··· Data in this exercise ···
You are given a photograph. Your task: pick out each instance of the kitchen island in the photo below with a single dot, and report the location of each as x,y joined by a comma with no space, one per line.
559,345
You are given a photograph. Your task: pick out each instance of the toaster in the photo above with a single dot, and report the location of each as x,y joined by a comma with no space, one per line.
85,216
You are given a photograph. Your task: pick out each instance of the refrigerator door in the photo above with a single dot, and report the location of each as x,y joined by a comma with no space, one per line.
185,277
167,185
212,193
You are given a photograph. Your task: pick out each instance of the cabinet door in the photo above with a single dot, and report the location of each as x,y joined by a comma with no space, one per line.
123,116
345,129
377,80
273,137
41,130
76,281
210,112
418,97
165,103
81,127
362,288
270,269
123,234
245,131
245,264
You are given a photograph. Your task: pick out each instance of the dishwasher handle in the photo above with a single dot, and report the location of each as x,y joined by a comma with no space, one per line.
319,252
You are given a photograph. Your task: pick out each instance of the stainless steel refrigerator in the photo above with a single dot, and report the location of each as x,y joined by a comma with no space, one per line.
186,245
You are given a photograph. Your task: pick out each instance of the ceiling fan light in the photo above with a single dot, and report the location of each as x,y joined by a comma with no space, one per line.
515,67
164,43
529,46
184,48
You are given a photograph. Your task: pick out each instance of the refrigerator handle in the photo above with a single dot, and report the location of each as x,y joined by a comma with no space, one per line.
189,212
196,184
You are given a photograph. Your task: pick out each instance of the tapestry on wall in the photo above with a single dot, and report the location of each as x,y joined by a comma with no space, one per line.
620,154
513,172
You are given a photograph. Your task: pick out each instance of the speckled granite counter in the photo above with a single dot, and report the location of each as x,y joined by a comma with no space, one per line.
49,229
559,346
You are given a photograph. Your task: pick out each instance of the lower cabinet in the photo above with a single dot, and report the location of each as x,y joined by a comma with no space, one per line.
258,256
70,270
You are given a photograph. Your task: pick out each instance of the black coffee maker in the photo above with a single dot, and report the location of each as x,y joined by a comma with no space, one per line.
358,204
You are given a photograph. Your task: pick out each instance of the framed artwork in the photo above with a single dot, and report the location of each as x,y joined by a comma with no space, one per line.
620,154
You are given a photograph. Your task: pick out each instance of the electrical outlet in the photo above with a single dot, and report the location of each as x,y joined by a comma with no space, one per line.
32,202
···
**To do**.
The answer should be the entries, given again without a single difference.

**Exercise result**.
You are given a photograph. Your task: pick out each instance of the kitchen island in the photo below with a single dot, and report the location of each as x,y joined by a comma with no space, one per line.
559,345
You are given a photograph. Your task: pick out each instance of the toaster in the photo above with a single dot, and report the location of each as x,y joined by a comma with no space, one per line.
85,216
You are given a photograph. Your task: pick out each instance of the refrigerator door in the photo above with a single dot, and report the location of each as x,y joined by a comma with no space, one per line.
185,277
167,185
212,193
You are given a photograph. Your task: pick out each instance of the cabinet door in the photo above with a single dot, and report the location of each as x,y joined by a comma with no space, one per line.
123,116
345,129
377,80
273,137
41,130
76,281
210,112
418,97
165,103
81,127
362,288
270,269
123,234
245,131
245,264
You are given a photograph. Your task: pick out each instance of the dishwasher handle in the photo above with a single dot, and report the location of each as x,y joined by a comma with no space, one per line.
319,252
You are given a photograph. Your task: pick out each instance of the stainless steel refrigerator in the photo above with a single dot, and report the location of each as x,y joined by a comma with no space, one per line.
186,245
You are given a photograph. Your task: pick out each instance of the ceiling fan light in the photo above with a single dot, and report the location of each as x,y joined by a comma with no space, one per line.
515,67
164,43
529,46
184,48
You are given a photograph. Your task: pick out each instance of the refrigerator handle in the photo above with a single dot, and report the location of each as x,y joined by a comma with no space, one per line.
189,212
196,184
You are given a photograph. Your task: pick out each instance of the tapestry on wall in the photo above with a single dot, and report the location of each as x,y joined by a comma with no space, one per line.
620,154
513,172
You are given a photograph. Your task: pick out each instance of the speckled granite counter in the photo above with a single dot, and report the location of each as x,y joined by a comma with no space, one per line.
49,229
559,346
You are given a photograph. Your task: pick out each instance of the lower cabinet in the photo above with a single dot, and report the location of each as x,y joined by a comma with no space, one per line.
258,256
70,270
You are given a photograph. Your task: pick out each instance of the black coffee maker in the photo above with a single dot, and report the location of each as x,y joined by a comma with no space, one per line.
358,204
You are given a photograph. Your task: pick out each instance of the framed artwork in the photo above with a single dot, and report the location of each as x,y joined by a comma with no space, one per line.
620,154
You are given a photograph. Your task: pick out each instance of the electrical outlet in the photo above with a single dot, and report the location of each as x,y joined by a comma with no space, one per line.
32,202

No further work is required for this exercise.